◆ **TEXT PROVIDED**:

K27EC-D, virtual and UHF digital channel 27, was a low-powered Cornerstone Television-affiliated television station licensed to Lake Havasu City, Arizona, United States. K25HD-D (virtual and UHF digital channel 25) in Bullhead City served as a translator of K27EC-D. K27EC-D was owned by Lake Havasu Christian Television, while K25HD-D was owned by Richard D. Tatham.

K25HD-D's transmitter was located approximately 12 miles (20 km) northwest of Bullhead City on Spirit Mountain, where it served both Bullhead City and Laughlin.

K27EC-D's transmitter was located on Goat Hill, approximately 5 miles (8 km) north of Lake Havasu City.

Until 2011, the stations also provided over-the-air service to Kingman, Arizona via translator station K16GB.

History

K27EC-D
An original construction permit for a low-power station on channel 27 was issued on March 19, 1993 to Lake Havasu Christian Television. After several extensions of the construction permit, the station was licensed on March 1, 1996 and upgraded its license to Class A in September 2001. It had been known as K27EC since the original permit. Following conversation to digital broadcasting, the station changed its call sign on July 25, 2011 to K27EC-CD and again on October 18, 2011 to K27EC-D. The station also surrendered its digital class A license to the FCC on April 8, 2013, reverting to a standard digital low-power license.

◆ **WRITTEN TASK A**:
Based on the K27EC-D article, decide whether each statement holds: (i) K27EC-D's transmitter stood on Spirit Mountain; (ii) the station was licensed on March 1, 1996; (iii) Richard D. Tatham owned K27EC-D. For each, answer yes or no and quote the words of the article that settle it.
◆ **WRITTEN TASK B**:
Carry on the K27EC-D article, starting right after its final sentence.

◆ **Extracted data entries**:
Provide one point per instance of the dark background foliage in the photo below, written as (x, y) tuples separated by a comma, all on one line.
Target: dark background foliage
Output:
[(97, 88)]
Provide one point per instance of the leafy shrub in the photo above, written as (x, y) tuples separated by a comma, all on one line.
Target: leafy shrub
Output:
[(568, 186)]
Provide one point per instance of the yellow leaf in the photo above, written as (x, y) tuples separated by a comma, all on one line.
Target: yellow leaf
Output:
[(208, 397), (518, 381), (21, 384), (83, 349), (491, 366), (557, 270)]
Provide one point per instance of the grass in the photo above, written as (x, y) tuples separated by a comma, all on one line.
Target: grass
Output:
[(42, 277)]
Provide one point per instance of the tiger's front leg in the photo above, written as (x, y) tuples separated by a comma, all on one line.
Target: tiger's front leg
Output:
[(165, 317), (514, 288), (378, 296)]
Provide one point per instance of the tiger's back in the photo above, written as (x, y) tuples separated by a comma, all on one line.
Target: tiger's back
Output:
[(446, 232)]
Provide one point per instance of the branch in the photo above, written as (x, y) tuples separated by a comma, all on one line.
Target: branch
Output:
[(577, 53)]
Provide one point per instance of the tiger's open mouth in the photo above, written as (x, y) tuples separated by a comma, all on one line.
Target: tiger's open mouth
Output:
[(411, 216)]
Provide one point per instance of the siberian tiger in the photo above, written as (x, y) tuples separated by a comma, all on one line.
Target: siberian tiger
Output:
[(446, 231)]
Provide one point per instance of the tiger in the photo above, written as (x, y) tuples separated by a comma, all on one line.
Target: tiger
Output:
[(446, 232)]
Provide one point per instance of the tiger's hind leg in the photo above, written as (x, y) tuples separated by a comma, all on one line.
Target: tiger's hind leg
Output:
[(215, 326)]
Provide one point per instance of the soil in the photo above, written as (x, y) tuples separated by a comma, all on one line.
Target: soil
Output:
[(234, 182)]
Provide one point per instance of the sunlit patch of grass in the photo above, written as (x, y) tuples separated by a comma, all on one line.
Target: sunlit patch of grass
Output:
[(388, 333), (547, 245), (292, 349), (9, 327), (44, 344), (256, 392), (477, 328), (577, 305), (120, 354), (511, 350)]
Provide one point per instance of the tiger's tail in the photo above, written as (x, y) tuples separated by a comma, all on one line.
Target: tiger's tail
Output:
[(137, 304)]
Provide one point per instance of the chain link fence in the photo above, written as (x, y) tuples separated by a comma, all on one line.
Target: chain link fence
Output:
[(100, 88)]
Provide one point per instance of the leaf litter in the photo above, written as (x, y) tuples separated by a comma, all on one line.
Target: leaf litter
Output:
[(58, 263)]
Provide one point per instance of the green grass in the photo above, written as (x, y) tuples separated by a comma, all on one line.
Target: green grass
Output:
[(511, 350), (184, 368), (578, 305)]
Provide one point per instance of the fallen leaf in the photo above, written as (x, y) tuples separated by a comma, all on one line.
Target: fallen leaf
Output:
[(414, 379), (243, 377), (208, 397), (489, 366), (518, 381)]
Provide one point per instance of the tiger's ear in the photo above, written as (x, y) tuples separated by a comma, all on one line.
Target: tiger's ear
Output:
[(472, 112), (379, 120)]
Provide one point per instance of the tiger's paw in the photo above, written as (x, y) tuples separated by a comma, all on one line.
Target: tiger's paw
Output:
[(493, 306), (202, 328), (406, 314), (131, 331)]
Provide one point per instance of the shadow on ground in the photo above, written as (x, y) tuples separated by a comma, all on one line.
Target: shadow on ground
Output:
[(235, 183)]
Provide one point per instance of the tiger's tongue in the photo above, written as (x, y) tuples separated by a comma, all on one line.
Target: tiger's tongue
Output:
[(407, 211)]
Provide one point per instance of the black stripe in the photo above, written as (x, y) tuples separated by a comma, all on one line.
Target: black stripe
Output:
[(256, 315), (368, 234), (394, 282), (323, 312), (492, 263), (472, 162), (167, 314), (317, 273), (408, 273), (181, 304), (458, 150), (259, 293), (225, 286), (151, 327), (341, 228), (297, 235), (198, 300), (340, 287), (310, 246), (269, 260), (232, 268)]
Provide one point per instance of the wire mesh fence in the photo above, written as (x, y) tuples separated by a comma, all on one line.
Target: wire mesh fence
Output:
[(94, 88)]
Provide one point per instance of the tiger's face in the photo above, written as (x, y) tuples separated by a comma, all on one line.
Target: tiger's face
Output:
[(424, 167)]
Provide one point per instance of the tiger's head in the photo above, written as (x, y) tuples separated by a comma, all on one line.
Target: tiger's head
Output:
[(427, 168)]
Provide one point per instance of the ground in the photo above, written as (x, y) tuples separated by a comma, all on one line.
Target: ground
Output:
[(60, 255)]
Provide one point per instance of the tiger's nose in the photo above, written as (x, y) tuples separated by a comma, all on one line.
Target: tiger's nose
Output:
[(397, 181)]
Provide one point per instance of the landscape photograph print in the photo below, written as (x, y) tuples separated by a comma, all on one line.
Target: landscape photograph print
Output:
* * *
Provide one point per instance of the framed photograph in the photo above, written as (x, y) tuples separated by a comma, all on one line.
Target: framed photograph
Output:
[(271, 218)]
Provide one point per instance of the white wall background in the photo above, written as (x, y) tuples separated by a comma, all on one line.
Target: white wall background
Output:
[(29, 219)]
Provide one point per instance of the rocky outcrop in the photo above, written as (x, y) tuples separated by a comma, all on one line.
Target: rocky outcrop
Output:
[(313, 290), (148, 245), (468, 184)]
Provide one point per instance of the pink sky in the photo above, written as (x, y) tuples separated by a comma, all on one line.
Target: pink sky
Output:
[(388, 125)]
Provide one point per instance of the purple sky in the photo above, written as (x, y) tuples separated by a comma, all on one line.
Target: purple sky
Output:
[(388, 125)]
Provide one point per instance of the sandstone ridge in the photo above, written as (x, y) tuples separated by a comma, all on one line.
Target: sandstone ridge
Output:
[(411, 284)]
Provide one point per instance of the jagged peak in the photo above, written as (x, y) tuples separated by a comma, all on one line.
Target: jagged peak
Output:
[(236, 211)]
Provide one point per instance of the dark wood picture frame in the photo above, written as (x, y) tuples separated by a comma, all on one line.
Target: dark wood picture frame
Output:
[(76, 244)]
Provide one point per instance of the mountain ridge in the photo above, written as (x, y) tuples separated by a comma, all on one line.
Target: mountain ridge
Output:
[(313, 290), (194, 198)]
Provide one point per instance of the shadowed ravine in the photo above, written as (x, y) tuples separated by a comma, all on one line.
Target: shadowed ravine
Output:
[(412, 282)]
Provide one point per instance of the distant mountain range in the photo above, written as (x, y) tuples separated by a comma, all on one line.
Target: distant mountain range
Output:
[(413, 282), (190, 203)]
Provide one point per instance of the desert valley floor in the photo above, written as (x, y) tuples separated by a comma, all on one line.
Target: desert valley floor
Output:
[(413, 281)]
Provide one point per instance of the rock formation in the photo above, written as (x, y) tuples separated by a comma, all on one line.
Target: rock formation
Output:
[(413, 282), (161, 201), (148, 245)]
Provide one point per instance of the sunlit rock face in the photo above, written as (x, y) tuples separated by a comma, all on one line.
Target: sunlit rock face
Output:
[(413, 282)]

◆ **EXPECTED ANSWER A**:
(i) No: "K27EC-D's transmitter was located on Goat Hill, approximately 5 miles (8 km) north of Lake Havasu City."
(ii) Yes: "the station was licensed on March 1, 1996"
(iii) No: "K27EC-D was owned by Lake Havasu Christian Television"

◆ **EXPECTED ANSWER B**:
K25HD-D
An original construction permit for a low-power station on channel 65 was issued on February 20, 1992 to Richard D. Tatham. The station, known as K65FI, was originally to specify Laughlin as its city of license, but changed to Bullhead City during the course of construction. After several extensions of the construction permit, the station was licensed on April 5, 1996. In 2000, required to abandon the 700 mHz spectrum, K65FI applied to move to channel 25; the application was granted in May 2001. The station also sought to convert its license to Class A. The upgrade was approved in September 2001 and the station was licensed as K25HD on June 4, 2004. Following conversion to digital broadcasting, the station changed its call sign on November 30, 2011 to K25HD-D. The station surrendered its digital class A license to the Federal Communications Commission (FCC) on April 8, 2013, reverting to a standard digital low-power license.

The FCC cancelled both K27EC-D and K25HD-D's licenses on October 7, 2022, due to failure to file applications to renew the licenses.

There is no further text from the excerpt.